Dataset.
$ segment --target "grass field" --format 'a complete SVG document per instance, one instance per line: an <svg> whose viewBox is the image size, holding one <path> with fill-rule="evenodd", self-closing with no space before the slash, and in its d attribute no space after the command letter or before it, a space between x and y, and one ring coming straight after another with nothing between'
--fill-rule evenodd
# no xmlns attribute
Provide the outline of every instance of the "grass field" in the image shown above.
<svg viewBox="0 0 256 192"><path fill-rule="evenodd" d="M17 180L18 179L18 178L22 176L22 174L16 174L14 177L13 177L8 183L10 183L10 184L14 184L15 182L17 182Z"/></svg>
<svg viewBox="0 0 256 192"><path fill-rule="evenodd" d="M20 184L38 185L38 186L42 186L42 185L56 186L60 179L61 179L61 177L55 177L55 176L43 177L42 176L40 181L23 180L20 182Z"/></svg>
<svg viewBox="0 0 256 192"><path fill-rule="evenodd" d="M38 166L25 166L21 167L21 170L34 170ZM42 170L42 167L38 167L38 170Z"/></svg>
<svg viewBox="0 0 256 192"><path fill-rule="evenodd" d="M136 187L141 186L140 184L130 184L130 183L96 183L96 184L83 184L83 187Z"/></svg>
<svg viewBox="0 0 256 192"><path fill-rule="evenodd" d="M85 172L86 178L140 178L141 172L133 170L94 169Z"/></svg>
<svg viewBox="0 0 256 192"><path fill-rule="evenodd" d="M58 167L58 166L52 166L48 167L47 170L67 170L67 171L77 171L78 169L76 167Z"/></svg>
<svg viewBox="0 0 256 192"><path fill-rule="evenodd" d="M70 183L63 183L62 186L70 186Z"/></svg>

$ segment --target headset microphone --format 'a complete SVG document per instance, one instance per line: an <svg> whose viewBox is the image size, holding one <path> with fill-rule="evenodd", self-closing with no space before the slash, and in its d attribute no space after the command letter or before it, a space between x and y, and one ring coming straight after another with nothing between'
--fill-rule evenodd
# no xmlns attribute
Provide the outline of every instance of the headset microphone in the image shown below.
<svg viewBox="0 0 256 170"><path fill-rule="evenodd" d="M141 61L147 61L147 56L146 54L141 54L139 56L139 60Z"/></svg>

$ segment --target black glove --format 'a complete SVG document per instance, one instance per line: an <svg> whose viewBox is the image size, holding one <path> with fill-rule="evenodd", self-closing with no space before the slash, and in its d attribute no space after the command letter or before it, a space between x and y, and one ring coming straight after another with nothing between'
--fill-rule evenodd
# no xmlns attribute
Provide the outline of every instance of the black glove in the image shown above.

What you have to do. Put every line of the items above into a Markdown table with the columns "No." and "Text", numbering the rows and leaving out blank lines.

Response.
| No. | Text |
|---|---|
| 1 | $ segment --target "grass field" --format 'a complete SVG document per instance, one instance per line: an <svg> whose viewBox is the image size, holding one <path> with fill-rule="evenodd", self-closing with no space before the slash, and in its d attribute no space after the command letter or before it, a space between x and y, and one ring coming straight after another with nothing between' |
| 2 | --fill-rule evenodd |
| 3 | # no xmlns attribute |
| 4 | Provide the outline of every instance of the "grass field" in the image shown above. |
| 5 | <svg viewBox="0 0 256 192"><path fill-rule="evenodd" d="M17 180L18 179L18 178L22 176L22 174L16 174L14 177L13 177L8 183L10 183L10 184L14 184L15 182L17 182Z"/></svg> |
| 6 | <svg viewBox="0 0 256 192"><path fill-rule="evenodd" d="M20 184L38 185L38 186L42 186L42 185L56 186L60 179L61 179L61 177L55 177L55 176L43 177L42 176L40 181L23 180L20 182Z"/></svg> |
| 7 | <svg viewBox="0 0 256 192"><path fill-rule="evenodd" d="M38 166L25 166L21 167L21 170L34 170ZM42 170L42 167L38 167L38 170Z"/></svg> |
| 8 | <svg viewBox="0 0 256 192"><path fill-rule="evenodd" d="M136 187L141 186L140 184L130 184L130 183L96 183L96 184L83 184L83 187Z"/></svg> |
| 9 | <svg viewBox="0 0 256 192"><path fill-rule="evenodd" d="M85 172L86 178L140 178L141 172L133 170L94 169Z"/></svg> |
| 10 | <svg viewBox="0 0 256 192"><path fill-rule="evenodd" d="M58 167L58 166L52 166L48 167L47 170L67 170L67 171L77 171L78 169L76 167Z"/></svg> |
| 11 | <svg viewBox="0 0 256 192"><path fill-rule="evenodd" d="M70 183L63 183L62 186L70 186Z"/></svg> |
| 12 | $ segment --target headset microphone --format 'a complete SVG document per instance, one instance per line: an <svg> whose viewBox is the image size, holding one <path> with fill-rule="evenodd", self-closing with no space before the slash, and in its d attribute no space after the command letter or before it, a space between x and y, and one ring coming straight after another with nothing between' |
| 13 | --fill-rule evenodd |
| 14 | # no xmlns attribute |
| 15 | Provide the outline of every instance of the headset microphone in the image shown below. |
| 16 | <svg viewBox="0 0 256 170"><path fill-rule="evenodd" d="M141 61L147 61L147 56L146 54L141 54L139 56L139 60Z"/></svg> |
| 17 | $ segment --target black glove --format 'a complete SVG document per instance, one instance per line: an <svg> whose viewBox is the image size, holding one <path> with fill-rule="evenodd", self-closing with no space before the slash, and in its d attribute no space after the command letter or before it, a space between x and y, and one ring coming straight after another with nothing between' |
| 18 | --fill-rule evenodd |
| 19 | # no xmlns attribute |
| 20 | Provide the outline of every instance of the black glove in the image shown above. |